Островский, наверное, был счастлив и горд своим другом, следя из глубины ложи за его гениальной игрой. Необыкновенно хороши были в сцене святок певец Климовский в роли Гуслина и Никулина-Косицкая, создавшая чудо в маленькой роли Анны Ивановны. Ее открытость, беззаботность, ее веселая грация в русской пляске покорили публику. Только Самарин огорчил и напугал автора тем, что стал играть приказчика Митю привычными приемами великосветской "ковровой" пьесы, с дикцией в нос и "позировкой".
"...Я ужасно боялся, - рассказывал потом Островский, - когда он стал читать монолог, стоя у окна и как-то по-французски поджав ногу. Вот-вот, думаю, упадет, потому что так стоять человек обыкновенный не может. Думал, упадет он, опустится занавес и пиеса не пойдет. Но, слава богу, кончилось благополучно" 14.
По окончании спектакля публика устроила дружную овацию автору и артистам. Давно намерзлись кучера и выездные лакеи, хлопали рукавица об рукавицу, притоптывали у костров, разложенных на площади перед театром; слоны искр уносились в черное небо. А зрители все не хотели расходиться.
Сам Закревский одобрительно сдвинул ладоши. Вообще-то его вкусы были, вероятно, не многим шире театральных понятий генерала Крутицкого в позднейшей комедии Островского о "Мудрецах": "...комедия изображает низкое, а трагедия высокое, а нам высокое-то и нужно". Но он оглядывался на рукоплещущих артистам жену и дочь, на всю бушующую аплодисментами театральную залу, и на его брюзгливом лице с оттопыренной нижней губой выразилось удовлетворение.
Ему могло, правда, не понравиться, что пьяный оборванец, ухмыляясь, произносил знаменитые строки патриотической трагедии: "Пей под ножом Прокопа Ляпунова!"

Условие задачи 1: Подсчитайте строки записей, в которых встречается строка «building» с учетом регистра, и укажите только их число.
Записи никак не связаны с цитируемым текстом.

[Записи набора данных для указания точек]
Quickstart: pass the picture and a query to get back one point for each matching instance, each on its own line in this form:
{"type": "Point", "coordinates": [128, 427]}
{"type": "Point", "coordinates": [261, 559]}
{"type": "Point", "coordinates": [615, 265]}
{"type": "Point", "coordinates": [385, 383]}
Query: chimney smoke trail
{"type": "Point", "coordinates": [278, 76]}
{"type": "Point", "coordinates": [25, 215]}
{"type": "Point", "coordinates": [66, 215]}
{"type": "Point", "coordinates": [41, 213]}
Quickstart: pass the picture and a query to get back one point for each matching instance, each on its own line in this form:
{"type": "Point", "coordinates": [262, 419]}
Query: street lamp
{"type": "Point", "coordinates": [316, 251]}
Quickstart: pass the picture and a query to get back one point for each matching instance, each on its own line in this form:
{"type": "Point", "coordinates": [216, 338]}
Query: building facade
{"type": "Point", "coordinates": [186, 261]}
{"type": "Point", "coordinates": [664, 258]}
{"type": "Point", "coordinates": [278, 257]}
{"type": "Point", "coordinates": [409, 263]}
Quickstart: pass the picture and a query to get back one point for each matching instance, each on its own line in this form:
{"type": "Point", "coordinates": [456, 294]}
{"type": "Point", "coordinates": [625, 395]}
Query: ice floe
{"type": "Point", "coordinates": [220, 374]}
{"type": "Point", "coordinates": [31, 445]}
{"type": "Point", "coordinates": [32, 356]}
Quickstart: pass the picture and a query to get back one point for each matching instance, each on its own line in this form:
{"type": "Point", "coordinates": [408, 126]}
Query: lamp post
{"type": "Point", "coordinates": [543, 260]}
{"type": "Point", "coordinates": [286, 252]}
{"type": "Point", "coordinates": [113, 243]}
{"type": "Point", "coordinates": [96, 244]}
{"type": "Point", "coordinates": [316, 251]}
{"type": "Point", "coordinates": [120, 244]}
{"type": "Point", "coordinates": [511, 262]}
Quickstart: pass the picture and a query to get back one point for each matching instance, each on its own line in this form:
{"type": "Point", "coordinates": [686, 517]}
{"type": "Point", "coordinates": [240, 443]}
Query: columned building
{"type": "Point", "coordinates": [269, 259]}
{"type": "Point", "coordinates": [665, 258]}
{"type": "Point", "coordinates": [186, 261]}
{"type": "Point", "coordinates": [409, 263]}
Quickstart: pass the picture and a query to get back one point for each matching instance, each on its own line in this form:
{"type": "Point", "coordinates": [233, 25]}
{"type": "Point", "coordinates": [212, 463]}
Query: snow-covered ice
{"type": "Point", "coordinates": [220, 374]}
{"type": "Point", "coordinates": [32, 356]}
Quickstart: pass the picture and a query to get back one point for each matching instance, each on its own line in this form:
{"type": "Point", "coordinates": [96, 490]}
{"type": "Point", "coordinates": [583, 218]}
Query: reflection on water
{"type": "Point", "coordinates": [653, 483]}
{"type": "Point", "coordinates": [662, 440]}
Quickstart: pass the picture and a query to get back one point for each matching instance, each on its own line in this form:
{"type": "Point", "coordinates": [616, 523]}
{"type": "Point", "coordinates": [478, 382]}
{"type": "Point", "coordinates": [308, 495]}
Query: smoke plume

Условие задачи 2: Выведите без изменений фрагмент цитируемого текста от «Сам Закревский одобрительно» до «губой выразилось удовлетворение.» включительно.

Полный ответ 1: 2

Полный ответ 2:
Сам Закревский одобрительно сдвинул ладоши. Вообще-то его вкусы были, вероятно, не многим шире театральных понятий генерала Крутицкого в позднейшей комедии Островского о "Мудрецах": "...комедия изображает низкое, а трагедия высокое, а нам высокое-то и нужно". Но он оглядывался на рукоплещущих артистам жену и дочь, на всю бушующую аплодисментами театральную залу, и на его брюзгливом лице с оттопыренной нижней губой выразилось удовлетворение.